--- START Provided text ---
Lorentz factor, rest length, moving length


Mathematical verification according to the guidelines emphasized in the original paper of the theory of special relativity (the TSR) published in 1905 shows that the TSR forces the appearance of c=0 for speed of light. Such an outcome can only suggest that the TSR rejects its own second postulate, the absolute lifeline of the TSR. Rejecting this lifeline, the TSR must end up as being self-refuted. The TSR fundamentally relies on the following equation set for its calculation development: Advocating its second postulate, the TSR conceives the following two equations indifferently representing the same single and only light sphere in space for its entire derivation if the sphere is created at where the origin of the two frames meets, i.e. x=x’=0 at time t=t’=0: x^2+y^2+z^2=(ct)^2 and x'^2+y'^2+z'^2=(ct')^2. As such, these two equations must further require that the observer on each of the frame necessarily sees the center of the light sphere permanently coincide with the origin of his own frame. Now, a question inevitably surfaces up: What enables the coinciding seen by each observer to continue for all time t >0 and t’ >0 if the two origins must move away from each other at a nonzero speed v?
--- END Provided text ---
--- START Data extract ---
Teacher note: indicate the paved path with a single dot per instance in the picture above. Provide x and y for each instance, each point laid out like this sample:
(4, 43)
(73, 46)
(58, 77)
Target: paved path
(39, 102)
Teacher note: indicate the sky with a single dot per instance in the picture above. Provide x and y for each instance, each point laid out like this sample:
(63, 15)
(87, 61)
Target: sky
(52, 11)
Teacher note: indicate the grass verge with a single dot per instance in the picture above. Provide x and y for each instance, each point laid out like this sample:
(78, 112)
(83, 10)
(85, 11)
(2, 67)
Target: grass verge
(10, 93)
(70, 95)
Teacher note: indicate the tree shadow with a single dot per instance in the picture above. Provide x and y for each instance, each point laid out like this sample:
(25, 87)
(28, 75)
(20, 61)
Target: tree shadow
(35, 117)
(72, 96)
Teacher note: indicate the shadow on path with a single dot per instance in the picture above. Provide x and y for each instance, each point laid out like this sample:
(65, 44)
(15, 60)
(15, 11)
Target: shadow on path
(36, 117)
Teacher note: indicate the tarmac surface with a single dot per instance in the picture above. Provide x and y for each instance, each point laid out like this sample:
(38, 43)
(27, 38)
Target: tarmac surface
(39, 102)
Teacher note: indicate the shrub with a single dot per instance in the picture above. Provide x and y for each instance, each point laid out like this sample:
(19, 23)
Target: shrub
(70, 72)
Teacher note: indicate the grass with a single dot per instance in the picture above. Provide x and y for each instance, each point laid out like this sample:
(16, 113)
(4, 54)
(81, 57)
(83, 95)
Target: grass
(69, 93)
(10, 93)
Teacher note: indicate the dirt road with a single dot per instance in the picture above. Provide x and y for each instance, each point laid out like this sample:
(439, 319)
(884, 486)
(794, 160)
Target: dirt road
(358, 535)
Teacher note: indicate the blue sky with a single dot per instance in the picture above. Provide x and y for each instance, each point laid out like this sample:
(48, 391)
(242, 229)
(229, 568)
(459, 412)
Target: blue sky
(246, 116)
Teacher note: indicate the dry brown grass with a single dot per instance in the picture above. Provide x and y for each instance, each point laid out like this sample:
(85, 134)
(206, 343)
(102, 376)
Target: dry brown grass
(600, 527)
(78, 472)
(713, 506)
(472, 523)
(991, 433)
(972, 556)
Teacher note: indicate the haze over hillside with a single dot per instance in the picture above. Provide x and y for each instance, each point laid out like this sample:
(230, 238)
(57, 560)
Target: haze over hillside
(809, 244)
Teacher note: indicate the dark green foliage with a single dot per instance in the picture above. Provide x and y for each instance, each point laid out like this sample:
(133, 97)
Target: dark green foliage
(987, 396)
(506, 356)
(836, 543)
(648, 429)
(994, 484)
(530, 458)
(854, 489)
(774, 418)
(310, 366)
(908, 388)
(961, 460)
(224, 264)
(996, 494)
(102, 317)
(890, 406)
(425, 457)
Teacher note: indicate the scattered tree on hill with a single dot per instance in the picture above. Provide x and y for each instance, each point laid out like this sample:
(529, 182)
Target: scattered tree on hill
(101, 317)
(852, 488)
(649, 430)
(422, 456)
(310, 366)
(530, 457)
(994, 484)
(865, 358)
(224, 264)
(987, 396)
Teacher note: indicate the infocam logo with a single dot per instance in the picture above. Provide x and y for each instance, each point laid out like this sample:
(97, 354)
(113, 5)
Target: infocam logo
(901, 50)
--- END Data extract ---
(Request)
In the text about special relativity, what does the author call the second postulate of the theory?

(Complete response)
The absolute lifeline of the TSR.